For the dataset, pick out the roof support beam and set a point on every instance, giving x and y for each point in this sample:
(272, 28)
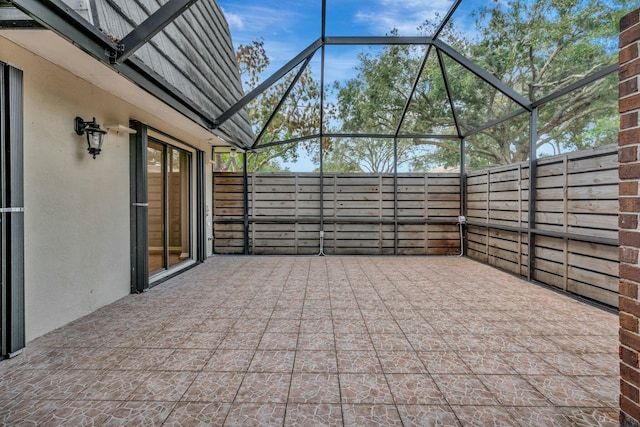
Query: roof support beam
(309, 51)
(410, 97)
(484, 75)
(447, 87)
(383, 40)
(577, 85)
(149, 28)
(447, 18)
(282, 100)
(56, 16)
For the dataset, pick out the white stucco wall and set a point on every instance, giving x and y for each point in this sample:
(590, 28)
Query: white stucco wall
(77, 253)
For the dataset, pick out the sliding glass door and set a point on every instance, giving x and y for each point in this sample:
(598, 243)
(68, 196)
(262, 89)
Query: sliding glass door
(169, 191)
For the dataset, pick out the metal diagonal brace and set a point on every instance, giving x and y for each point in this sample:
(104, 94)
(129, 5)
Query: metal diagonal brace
(268, 82)
(149, 28)
(282, 100)
(484, 75)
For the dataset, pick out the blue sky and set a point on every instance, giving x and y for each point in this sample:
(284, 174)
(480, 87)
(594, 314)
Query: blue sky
(288, 26)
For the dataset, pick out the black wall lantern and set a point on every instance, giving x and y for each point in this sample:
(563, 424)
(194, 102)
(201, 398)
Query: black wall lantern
(95, 135)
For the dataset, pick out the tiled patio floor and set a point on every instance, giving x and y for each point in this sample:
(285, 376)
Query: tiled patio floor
(325, 341)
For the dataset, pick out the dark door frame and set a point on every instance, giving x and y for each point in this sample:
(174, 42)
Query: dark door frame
(12, 310)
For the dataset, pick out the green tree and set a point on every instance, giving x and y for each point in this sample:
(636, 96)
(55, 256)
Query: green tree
(534, 47)
(298, 116)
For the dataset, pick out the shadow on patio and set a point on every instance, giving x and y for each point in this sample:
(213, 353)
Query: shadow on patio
(325, 341)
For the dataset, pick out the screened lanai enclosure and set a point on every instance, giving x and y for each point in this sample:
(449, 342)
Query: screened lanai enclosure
(486, 130)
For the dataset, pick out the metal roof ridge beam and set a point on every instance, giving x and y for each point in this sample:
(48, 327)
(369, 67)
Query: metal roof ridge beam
(309, 51)
(151, 26)
(447, 18)
(484, 75)
(377, 40)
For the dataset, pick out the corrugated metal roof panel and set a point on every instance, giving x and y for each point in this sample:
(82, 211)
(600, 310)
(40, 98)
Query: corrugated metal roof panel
(194, 54)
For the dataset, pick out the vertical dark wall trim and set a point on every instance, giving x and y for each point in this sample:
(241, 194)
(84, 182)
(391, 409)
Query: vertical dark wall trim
(533, 181)
(245, 173)
(12, 210)
(201, 205)
(139, 208)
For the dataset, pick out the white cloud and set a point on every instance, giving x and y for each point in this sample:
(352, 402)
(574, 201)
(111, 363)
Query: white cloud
(235, 21)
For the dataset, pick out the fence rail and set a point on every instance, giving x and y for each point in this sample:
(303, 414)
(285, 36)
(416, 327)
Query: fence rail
(576, 221)
(413, 214)
(575, 230)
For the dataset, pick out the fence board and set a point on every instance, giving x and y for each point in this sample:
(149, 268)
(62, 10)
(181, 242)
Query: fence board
(576, 193)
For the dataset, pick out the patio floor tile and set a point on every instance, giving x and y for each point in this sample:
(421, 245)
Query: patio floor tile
(325, 341)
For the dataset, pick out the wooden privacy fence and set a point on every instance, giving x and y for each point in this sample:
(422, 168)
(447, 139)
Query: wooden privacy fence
(576, 221)
(369, 214)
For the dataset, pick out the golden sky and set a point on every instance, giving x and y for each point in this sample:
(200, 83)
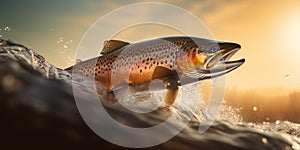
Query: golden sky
(268, 30)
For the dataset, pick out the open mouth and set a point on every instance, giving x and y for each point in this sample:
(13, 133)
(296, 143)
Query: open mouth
(219, 63)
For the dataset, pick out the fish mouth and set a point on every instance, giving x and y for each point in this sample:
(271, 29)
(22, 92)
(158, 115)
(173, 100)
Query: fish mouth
(219, 63)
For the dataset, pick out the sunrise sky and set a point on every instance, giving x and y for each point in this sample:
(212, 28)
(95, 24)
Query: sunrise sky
(268, 30)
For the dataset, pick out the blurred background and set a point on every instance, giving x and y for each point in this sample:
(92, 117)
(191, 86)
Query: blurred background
(265, 88)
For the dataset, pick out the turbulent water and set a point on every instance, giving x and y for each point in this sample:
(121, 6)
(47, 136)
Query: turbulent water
(38, 110)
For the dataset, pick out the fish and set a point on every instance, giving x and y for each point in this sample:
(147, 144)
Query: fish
(170, 60)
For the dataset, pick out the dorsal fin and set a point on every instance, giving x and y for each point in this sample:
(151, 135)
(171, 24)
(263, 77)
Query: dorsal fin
(112, 45)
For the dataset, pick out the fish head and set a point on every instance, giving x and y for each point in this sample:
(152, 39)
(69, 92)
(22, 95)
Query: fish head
(203, 58)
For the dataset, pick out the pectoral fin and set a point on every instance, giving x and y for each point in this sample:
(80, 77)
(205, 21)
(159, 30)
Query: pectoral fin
(170, 97)
(171, 80)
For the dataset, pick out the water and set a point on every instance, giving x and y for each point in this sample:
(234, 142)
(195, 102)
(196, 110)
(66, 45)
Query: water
(229, 131)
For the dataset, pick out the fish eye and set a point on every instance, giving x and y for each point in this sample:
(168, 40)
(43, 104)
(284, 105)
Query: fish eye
(215, 49)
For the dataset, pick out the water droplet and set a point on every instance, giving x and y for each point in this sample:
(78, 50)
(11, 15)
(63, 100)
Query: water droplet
(254, 108)
(264, 140)
(7, 29)
(287, 76)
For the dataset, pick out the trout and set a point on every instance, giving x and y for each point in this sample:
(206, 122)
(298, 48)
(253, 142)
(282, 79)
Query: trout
(171, 60)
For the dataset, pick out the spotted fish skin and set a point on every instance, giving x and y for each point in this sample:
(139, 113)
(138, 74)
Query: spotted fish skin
(167, 59)
(134, 63)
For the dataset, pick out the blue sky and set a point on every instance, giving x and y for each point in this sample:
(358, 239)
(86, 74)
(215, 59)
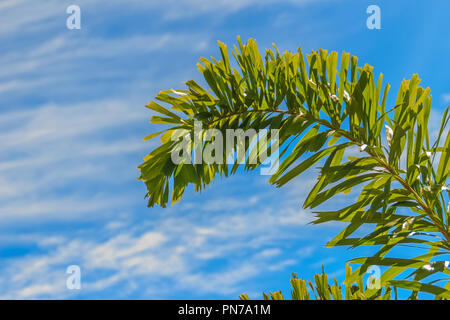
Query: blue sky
(72, 117)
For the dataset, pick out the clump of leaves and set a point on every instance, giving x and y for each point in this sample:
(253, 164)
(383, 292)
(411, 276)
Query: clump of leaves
(321, 111)
(321, 289)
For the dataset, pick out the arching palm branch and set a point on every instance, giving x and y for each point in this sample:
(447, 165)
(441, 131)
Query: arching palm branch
(321, 111)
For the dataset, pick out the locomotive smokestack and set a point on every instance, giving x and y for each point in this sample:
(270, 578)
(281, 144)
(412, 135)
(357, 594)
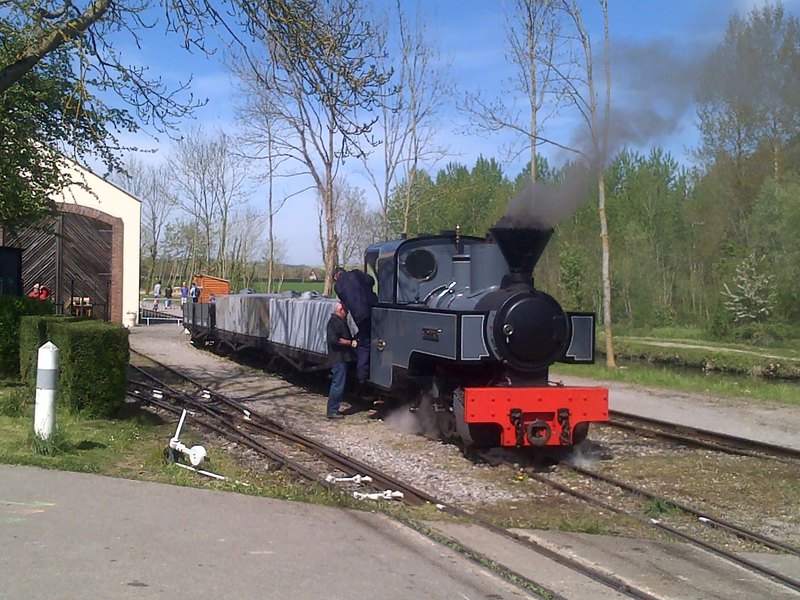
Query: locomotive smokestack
(522, 248)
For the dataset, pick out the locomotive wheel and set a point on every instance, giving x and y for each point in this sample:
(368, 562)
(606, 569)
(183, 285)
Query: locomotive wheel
(446, 425)
(579, 433)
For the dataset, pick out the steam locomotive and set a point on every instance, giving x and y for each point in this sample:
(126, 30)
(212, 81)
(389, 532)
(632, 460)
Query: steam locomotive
(459, 327)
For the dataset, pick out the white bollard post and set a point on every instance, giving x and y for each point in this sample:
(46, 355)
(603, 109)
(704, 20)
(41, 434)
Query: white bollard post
(44, 419)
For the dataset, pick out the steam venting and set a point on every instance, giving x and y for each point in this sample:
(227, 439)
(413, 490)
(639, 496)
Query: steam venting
(524, 231)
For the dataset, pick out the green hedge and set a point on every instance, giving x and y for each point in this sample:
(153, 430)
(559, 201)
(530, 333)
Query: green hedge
(12, 308)
(93, 362)
(758, 363)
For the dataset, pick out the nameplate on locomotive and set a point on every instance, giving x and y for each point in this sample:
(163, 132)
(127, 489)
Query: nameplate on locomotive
(431, 335)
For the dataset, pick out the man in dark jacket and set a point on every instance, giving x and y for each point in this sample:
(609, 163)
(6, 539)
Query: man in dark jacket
(340, 345)
(354, 289)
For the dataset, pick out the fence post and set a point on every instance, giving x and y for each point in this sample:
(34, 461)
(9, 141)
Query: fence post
(44, 419)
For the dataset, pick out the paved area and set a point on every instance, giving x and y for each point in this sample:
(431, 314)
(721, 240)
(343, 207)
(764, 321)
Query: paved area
(73, 535)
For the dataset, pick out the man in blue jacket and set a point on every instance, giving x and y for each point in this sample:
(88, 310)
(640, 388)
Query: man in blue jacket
(354, 289)
(340, 344)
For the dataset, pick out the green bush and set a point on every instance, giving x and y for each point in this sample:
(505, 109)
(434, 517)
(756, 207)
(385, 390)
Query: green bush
(12, 308)
(94, 360)
(710, 359)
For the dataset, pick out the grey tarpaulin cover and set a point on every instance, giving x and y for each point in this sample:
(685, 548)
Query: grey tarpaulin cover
(295, 322)
(301, 323)
(244, 313)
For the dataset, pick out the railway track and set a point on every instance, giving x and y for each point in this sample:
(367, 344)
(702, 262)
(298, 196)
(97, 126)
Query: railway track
(595, 572)
(702, 438)
(600, 497)
(278, 443)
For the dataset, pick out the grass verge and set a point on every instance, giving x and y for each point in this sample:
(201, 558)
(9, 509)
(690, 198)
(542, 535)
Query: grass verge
(132, 446)
(687, 380)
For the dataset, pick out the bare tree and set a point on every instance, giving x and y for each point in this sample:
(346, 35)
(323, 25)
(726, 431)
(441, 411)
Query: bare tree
(246, 245)
(357, 227)
(542, 58)
(263, 127)
(321, 109)
(152, 186)
(586, 101)
(407, 116)
(209, 179)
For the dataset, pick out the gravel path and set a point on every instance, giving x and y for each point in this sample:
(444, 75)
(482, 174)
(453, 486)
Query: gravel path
(393, 444)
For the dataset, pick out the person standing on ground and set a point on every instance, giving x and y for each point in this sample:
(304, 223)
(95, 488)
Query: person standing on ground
(340, 345)
(354, 289)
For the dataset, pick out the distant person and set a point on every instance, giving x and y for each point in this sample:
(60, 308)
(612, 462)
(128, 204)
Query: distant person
(354, 289)
(340, 345)
(40, 292)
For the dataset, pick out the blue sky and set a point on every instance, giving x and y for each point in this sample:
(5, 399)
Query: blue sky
(470, 36)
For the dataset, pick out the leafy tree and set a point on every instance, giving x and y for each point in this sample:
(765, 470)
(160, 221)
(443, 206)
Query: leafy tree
(322, 112)
(772, 231)
(750, 86)
(752, 298)
(41, 114)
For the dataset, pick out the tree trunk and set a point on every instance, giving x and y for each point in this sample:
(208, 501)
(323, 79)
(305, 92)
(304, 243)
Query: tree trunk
(601, 192)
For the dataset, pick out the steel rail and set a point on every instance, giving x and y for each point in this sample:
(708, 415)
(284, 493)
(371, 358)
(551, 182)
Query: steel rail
(589, 571)
(703, 438)
(789, 582)
(702, 516)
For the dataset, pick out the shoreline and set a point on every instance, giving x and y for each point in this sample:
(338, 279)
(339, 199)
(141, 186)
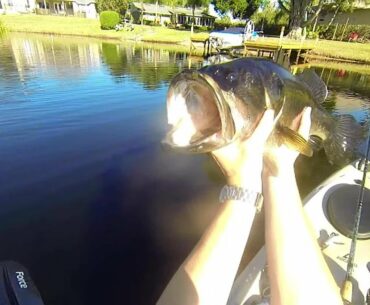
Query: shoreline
(184, 44)
(324, 50)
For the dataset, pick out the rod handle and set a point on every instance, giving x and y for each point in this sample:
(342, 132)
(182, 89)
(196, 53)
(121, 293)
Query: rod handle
(347, 292)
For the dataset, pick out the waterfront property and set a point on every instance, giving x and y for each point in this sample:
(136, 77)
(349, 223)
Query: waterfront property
(80, 8)
(360, 15)
(17, 6)
(150, 12)
(163, 15)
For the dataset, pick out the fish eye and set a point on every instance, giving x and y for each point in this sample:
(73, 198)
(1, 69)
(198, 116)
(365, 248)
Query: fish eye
(231, 76)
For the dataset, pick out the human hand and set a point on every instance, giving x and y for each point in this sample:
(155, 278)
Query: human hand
(241, 161)
(281, 158)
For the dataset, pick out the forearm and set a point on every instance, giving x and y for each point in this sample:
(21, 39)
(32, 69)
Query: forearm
(207, 274)
(298, 271)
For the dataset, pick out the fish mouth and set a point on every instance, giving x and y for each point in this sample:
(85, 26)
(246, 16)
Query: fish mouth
(198, 114)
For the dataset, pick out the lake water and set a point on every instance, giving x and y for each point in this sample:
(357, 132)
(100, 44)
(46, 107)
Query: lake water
(89, 201)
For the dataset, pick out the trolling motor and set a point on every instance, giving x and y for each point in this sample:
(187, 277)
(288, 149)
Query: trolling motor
(347, 288)
(16, 285)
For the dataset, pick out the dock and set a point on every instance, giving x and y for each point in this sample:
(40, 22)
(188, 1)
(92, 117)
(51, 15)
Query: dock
(283, 51)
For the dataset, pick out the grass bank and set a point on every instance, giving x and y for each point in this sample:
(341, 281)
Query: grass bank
(91, 28)
(324, 49)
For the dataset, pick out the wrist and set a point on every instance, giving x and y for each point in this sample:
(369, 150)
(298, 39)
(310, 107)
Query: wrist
(250, 178)
(282, 172)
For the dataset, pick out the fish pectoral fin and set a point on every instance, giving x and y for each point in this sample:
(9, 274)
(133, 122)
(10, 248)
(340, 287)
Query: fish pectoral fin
(295, 141)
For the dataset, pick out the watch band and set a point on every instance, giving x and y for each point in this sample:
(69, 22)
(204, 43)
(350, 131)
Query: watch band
(232, 192)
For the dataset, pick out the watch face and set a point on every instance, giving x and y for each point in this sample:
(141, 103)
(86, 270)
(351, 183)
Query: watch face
(230, 192)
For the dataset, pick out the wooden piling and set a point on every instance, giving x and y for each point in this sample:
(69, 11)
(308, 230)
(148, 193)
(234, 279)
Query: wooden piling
(335, 31)
(344, 29)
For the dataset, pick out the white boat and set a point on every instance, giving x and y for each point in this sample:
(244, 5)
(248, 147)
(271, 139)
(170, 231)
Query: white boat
(331, 207)
(232, 37)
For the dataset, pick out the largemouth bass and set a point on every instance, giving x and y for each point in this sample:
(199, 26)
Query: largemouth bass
(213, 106)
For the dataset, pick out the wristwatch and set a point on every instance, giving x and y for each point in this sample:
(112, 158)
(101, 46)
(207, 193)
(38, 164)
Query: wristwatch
(232, 192)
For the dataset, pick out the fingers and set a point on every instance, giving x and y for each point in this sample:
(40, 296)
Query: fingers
(304, 127)
(224, 153)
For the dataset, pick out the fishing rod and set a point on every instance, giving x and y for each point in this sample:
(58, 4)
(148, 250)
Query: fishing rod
(347, 284)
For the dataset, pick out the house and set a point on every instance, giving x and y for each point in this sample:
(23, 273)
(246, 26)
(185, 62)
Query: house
(359, 16)
(82, 8)
(150, 12)
(183, 16)
(17, 6)
(163, 14)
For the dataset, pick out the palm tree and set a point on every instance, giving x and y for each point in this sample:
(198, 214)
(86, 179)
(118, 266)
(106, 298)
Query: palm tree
(193, 4)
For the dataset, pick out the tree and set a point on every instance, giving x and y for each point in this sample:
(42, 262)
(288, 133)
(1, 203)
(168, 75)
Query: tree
(119, 6)
(299, 10)
(193, 4)
(238, 8)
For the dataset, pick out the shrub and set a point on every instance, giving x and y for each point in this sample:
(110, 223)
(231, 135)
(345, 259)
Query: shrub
(108, 20)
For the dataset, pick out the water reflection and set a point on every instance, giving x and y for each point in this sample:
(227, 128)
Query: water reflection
(83, 176)
(28, 56)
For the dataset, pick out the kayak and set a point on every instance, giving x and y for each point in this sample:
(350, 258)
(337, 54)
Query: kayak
(331, 208)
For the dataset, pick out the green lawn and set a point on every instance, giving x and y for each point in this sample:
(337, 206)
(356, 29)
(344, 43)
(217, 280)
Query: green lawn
(329, 49)
(88, 27)
(91, 28)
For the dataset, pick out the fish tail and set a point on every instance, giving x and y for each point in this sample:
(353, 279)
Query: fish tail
(342, 144)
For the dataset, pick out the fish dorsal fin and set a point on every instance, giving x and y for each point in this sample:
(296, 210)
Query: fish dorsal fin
(315, 84)
(294, 140)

### Aim of the exercise
In the records above, locate the line that contains "For the dataset, pick out the tree and". Repeat it and every line after it, exactly, and nothing else.

### Answer to the task
For the dataset, pick out the tree and set a point on every instance, giving x and y for each point in this sample:
(42, 262)
(288, 133)
(1, 203)
(168, 75)
Query: tree
(119, 6)
(299, 10)
(193, 4)
(238, 8)
For the dataset, pick out the shrub and set a point on every instance, giving x and y for each point in this sample:
(110, 223)
(231, 135)
(345, 259)
Query: shrub
(108, 20)
For the dataset, pick out the water reflection and set a point on every instance, giving x and y for each point in this sample:
(227, 128)
Query: water reflection
(83, 176)
(28, 56)
For the dataset, pick out the kayak and set a point on every instance, giving x and y for each point in this sample:
(350, 258)
(337, 54)
Query: kayak
(331, 208)
For the dataset, pick out the green lawn and set a point on every instance, giving x and y for each point in this sample:
(337, 206)
(356, 29)
(344, 43)
(217, 280)
Query: green lawn
(329, 49)
(88, 27)
(91, 28)
For the dataset, pick out the fish tail and set a point on every instance, giving x and y for each point in this sample:
(353, 279)
Query: fish tail
(342, 144)
For the dataset, pick out the fish dorsal fin and set a point on every instance, giving x and y for each point in this sample:
(296, 210)
Query: fish dorsal fin
(315, 84)
(294, 140)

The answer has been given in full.